>> Begin EXCERPTED TEXT

The City of Glendale, Arizona called an emergency city council meeting tonight for one purpose: to vote on terminating the Arizona Coyotes’ lease at Gila River Arena. You may remember two years ago, when the Coyotes seemed bound for anywhere but the desert as the franchise’s reported financial losses piled up and the city faced bankruptcy in what could be considered the worst stadium deal in North America.
The NHL even bought the team and operated it for a while, waiting for an ownership group to come in and operate the team, hopefully not at a loss. The deal struck included a payment from Glendale to the Coyote owners’ arena management wing of $15 million per year over 15 years on top of $50 million in subsidies up front. That’s right, the city is paying the team to stay. Glendale was supposed to get limited event revenues, and because the team’s future was supposed to be secure, there were fewer worries about the city’s ability to handle ongoing arena debt. Eventually the team would start winning again and the money would roll in for both parties.
That money never came. The Coyotes haven’t averaged more than 13,000 per game in attendance since 2009. They haven’t been in the playoffs since 2012. Other than the small number of hardcore fans, no one came. The $15 million operating subsidy from the city roughly covers the lost revenue from 4,000 empty seats every home game when compared to other teams. No one’s happy. The current mayor and council have expressed displeasure with the Coyotes, the NFL over the Super Bowl, and its two spring training MLB tenants, the Dodgers and White Sox (at Camelback Ranch). Glendale has overextended itself time and time again, spending so much on pro sports and getting less than zero out of it. And unlike the arrangement at the Coliseum for the two venues there, Glendale, a city about the same size as Fremont, funded the arena itself.

>> End EXCERPTED TEXT

OBJECTIVE 1: According to the Glendale arena lease passage, how much did the city agree to pay the Coyote owners' arena management wing each year, and for how many years?
The passage and the rows below it come from separate sources.

>> Begin DATASET

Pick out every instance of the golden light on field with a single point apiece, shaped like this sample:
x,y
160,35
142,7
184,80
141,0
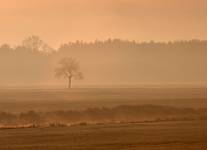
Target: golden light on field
x,y
68,20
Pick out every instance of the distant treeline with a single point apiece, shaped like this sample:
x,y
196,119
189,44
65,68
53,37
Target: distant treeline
x,y
119,114
113,61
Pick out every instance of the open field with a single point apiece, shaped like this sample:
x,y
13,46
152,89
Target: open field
x,y
50,100
170,134
146,136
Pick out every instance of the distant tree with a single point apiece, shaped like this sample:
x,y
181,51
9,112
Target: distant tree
x,y
68,68
34,43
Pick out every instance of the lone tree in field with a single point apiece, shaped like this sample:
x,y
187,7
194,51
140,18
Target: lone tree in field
x,y
68,68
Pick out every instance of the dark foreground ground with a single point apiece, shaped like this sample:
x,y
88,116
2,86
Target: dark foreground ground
x,y
146,136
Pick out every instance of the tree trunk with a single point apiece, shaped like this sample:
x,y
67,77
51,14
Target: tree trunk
x,y
69,82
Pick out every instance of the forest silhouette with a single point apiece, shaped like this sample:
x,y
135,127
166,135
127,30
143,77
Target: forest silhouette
x,y
113,61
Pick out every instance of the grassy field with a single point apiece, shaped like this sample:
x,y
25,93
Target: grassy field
x,y
145,136
167,135
48,100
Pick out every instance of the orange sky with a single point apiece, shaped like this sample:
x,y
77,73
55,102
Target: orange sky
x,y
59,21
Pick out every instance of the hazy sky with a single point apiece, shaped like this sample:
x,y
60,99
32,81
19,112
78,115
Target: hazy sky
x,y
59,21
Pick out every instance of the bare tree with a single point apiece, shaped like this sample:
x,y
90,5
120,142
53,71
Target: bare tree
x,y
34,43
68,68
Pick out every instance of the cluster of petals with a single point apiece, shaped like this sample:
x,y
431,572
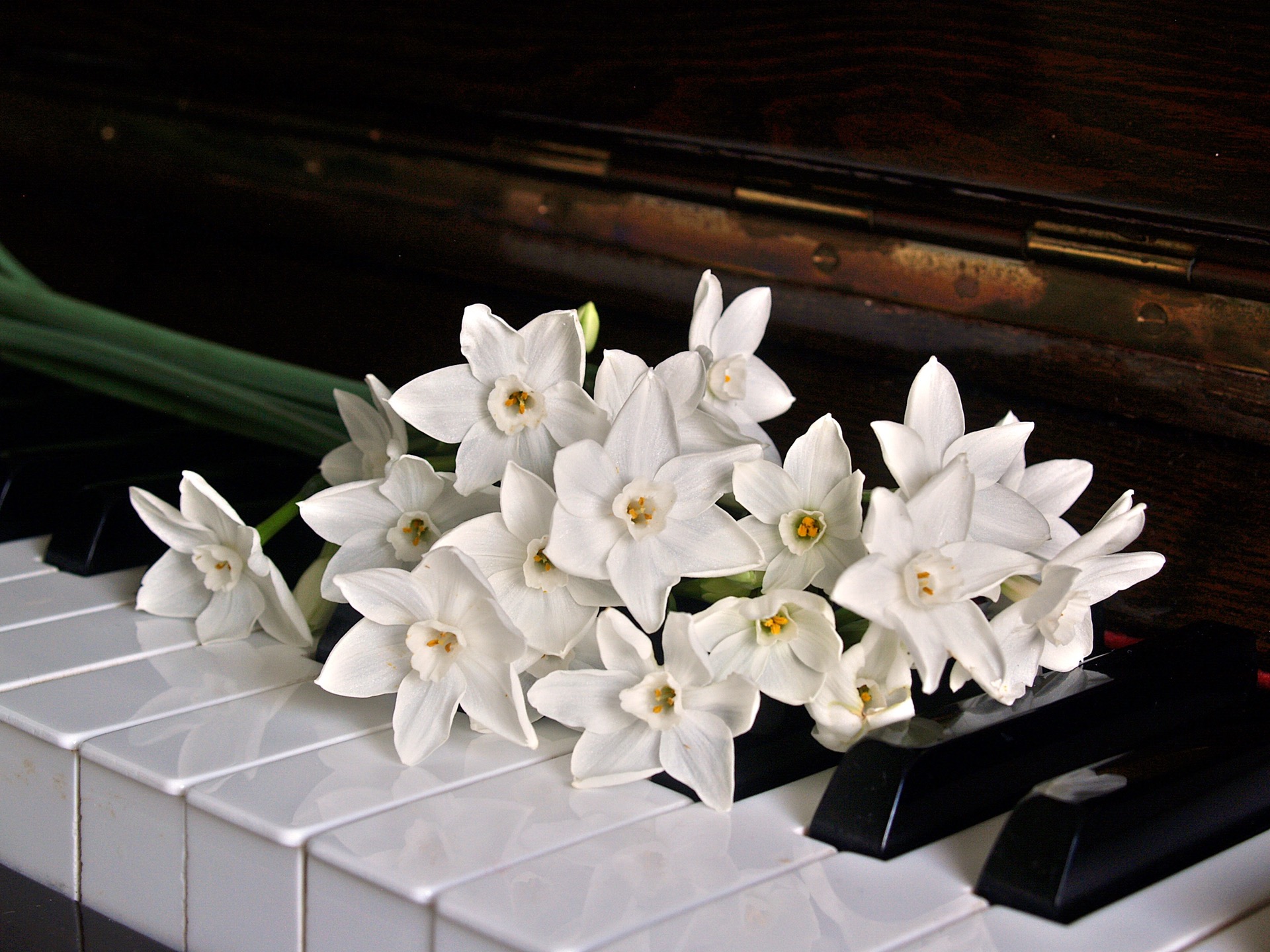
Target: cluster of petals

>> End DATASET

OBJECTIVE 2: In the rows, reproduce every line from the one containing "Pick out every instance of the hazy" through the end of the rows, inclusive, with the requests kept, but scale each answer coordinate by 0.7 and round it to a whole number, with halves rounded up. Give only those lines, and omit the pictures.

WRITTEN ANSWER 1: $15 million per year over 15 years.

WRITTEN ANSWER 2:
Pick out every instance of the hazy sky with a single point apiece, shaped like this sample:
x,y
60,99
32,81
19,112
78,115
Target: hazy sky
x,y
41,15
Pick out every instance of the bare tree with a single point apiece, shaped like this sample:
x,y
90,5
120,142
53,71
Target: bare tree
x,y
24,30
48,48
Pick out every instance of the cluster of petals with a single point apiece, shaped like this sample:
x,y
431,572
Target: cluster of petals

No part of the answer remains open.